--- ESERCIZI DA SVOLGERE ---
1. Ricopia parola per parola, dal testo sulla blockchain, tutto ciò che va da "Ormai da qualche" giù fino a "reale esigenza applicativa[1].".
2. Rispondi in breve alle domande sul testo sulla blockchain.
(a) Quanti anni sono passati dall'invenzione della blockchain?
(b) Al di fuori di quale mondo la blockchain non sembra aver avuto un impatto reale?
(c) Quale emergenza sanitaria compare nella lista delle applicazioni della blockchain?

--- BLOCCO DI TESTO ---

********

La blockchain nella lotta contro il coronavirus. Anche no.

Ormai da qualche anno si sente parlare di blockchain come soluzione digitale adatta per risolvere ogni problema. Dalla filiera agroalimentare alle fake news, dalla logistica alla proprietà intellettuale, dalla gestione immobiliare ai sistemi di voto.

Questa tecnologia sembra essere una panacea per ogni problema anche se, a distanza di oltre 10 anni dalla sua invenzione, non pare aver avuto un reale impatto al di là del mondo fintech. E anche laddove un protocollo blockchain è stato concretamente impiegato, si è spesso trattato di un’implementazione effettuata più che altro a fini marketing anziché per rispondere ad una reale esigenza applicativa[1].

A questo punto, nella lista di applicazioni blockchain, considerati i tempi che stiamo vivendo, non poteva mancare anche l’emergenza sanitaria del COVID-19. Ma vediamo se e in che termini si può davvero utilizzare la blockchain per combattere il coronavirus.

********

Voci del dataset
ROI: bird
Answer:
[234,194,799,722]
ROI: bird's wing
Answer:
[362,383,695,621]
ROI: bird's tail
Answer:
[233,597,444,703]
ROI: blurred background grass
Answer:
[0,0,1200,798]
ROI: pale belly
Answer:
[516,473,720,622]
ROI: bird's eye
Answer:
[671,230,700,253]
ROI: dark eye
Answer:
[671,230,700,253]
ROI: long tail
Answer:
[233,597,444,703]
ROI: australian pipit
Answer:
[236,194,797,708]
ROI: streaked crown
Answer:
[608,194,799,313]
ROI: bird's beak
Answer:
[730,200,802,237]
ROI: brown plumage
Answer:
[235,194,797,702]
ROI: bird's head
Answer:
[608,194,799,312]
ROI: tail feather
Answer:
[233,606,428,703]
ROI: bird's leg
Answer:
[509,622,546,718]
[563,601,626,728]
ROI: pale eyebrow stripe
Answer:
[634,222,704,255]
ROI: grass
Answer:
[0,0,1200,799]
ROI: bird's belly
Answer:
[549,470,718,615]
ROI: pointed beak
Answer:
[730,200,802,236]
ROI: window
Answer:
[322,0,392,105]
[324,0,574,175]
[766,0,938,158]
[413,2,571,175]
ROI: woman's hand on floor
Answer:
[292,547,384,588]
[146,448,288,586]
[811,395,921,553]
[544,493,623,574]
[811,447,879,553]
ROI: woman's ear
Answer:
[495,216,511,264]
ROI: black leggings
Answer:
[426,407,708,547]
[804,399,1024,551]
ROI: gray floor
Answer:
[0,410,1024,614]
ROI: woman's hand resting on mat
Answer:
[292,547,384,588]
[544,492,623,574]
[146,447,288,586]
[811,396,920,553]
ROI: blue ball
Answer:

********

--- SOLUZIONI FORNITE ---
1.
Ormai da qualche anno si sente parlare di blockchain come soluzione digitale adatta per risolvere ogni problema. Dalla filiera agroalimentare alle fake news, dalla logistica alla proprietà intellettuale, dalla gestione immobiliare ai sistemi di voto.

Questa tecnologia sembra essere una panacea per ogni problema anche se, a distanza di oltre 10 anni dalla sua invenzione, non pare aver avuto un reale impatto al di là del mondo fintech. E anche laddove un protocollo blockchain è stato concretamente impiegato, si è spesso trattato di un’implementazione effettuata più che altro a fini marketing anziché per rispondere ad una reale esigenza applicativa[1].

2.
(a) Oltre 10 anni.
(b) Il mondo fintech.
(c) L'emergenza sanitaria del COVID-19.